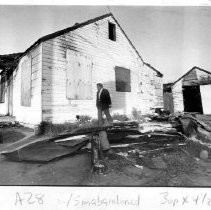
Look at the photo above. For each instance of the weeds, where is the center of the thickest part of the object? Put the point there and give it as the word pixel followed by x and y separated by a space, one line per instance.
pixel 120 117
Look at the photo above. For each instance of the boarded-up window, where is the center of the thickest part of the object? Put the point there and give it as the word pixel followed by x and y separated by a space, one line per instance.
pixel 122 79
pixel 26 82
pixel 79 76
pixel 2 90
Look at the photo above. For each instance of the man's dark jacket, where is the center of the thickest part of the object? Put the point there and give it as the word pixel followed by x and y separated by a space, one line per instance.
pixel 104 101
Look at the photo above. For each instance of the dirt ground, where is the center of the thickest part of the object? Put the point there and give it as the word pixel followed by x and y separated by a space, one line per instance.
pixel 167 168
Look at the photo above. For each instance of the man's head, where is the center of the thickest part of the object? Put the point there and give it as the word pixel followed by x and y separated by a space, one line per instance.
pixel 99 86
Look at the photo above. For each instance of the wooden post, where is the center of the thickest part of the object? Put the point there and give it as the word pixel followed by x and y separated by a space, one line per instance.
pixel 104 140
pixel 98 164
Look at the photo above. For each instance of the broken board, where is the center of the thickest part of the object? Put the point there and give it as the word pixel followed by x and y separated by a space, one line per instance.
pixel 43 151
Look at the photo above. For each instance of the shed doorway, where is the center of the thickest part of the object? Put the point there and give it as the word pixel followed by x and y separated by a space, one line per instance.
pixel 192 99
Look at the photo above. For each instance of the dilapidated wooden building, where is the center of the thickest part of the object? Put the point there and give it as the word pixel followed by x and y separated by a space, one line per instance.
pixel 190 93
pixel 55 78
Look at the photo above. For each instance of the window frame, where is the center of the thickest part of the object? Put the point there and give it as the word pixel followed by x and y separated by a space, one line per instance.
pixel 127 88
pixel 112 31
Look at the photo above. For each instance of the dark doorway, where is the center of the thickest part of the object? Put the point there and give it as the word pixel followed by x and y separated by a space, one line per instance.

------------------------------------------------------------------------

- Stated task
Rewrite all of the material above, changing every "thickest part" to "widest part" and keeping everything else the same. Omit the pictures from your version.

- Answer to the exercise
Look at the photo above. For each instance of the weeds, where is the center of the widest part of the object? Put the point there and give it as the word pixel followed by x and y separated by a space, one line per instance.
pixel 120 117
Look at the photo above. For each instance of the boarded-up window, where is the center of the widest part of the object? Put the point there and give it as the word pixel followed by x and y separated by a space, one line per instance.
pixel 122 79
pixel 26 82
pixel 79 76
pixel 2 90
Look at the photo above. For each instance of the man's dark jacket, where is the center of the widest part of the object? Put the point there and give it as the word pixel followed by x and y separated by a space, one line per instance.
pixel 104 101
Look at the photo above. For each instance of the dirt ground, where is the center of the widest part of the object? Put the point there and give it as the word pixel followed by x and y separated by a space, one line per instance.
pixel 167 168
Look at the photo above. For each instance of the man's head, where is the center of the widest part of the object? Put the point there and give it as the word pixel followed by x and y separated by a space, one line per instance.
pixel 99 86
Look at the photo above. For each instance of the wooden post, where is the center of the widest part of the object? Put the point there and give it as the word pixel followed by x and y separated by a space, one line per instance.
pixel 104 140
pixel 98 164
Look at the photo above. For each instance of the broken board, where is the center of the widest part of the object? Put the point there and give it as the word pixel followed by x and y separated by a space, one line per instance.
pixel 43 151
Look at the photo above. For each instance of the shed doorway, where is the center of the widest part of the object? Put the point there and give it as the word pixel followed by x and y separated by a space, one line per instance.
pixel 192 99
Look at the photo above. For each instance of the dilapidated wooden building, where is the center of the widest part of the object? Put the point there and give it as the word pixel followed by x and y separated by a space, one line per instance.
pixel 190 93
pixel 55 78
Look at the photo above. For each instance of the window frame, where is the center of the widest part of the object? Put the point there and give it as the word pixel followed by x and y separated by a space, one line per instance.
pixel 127 88
pixel 112 31
Look at the photo above. For each instance of the dark doorway, where is the center of the widest part of the object? Put the point there and give it as the word pixel followed by x and y separated by a space, one line per instance.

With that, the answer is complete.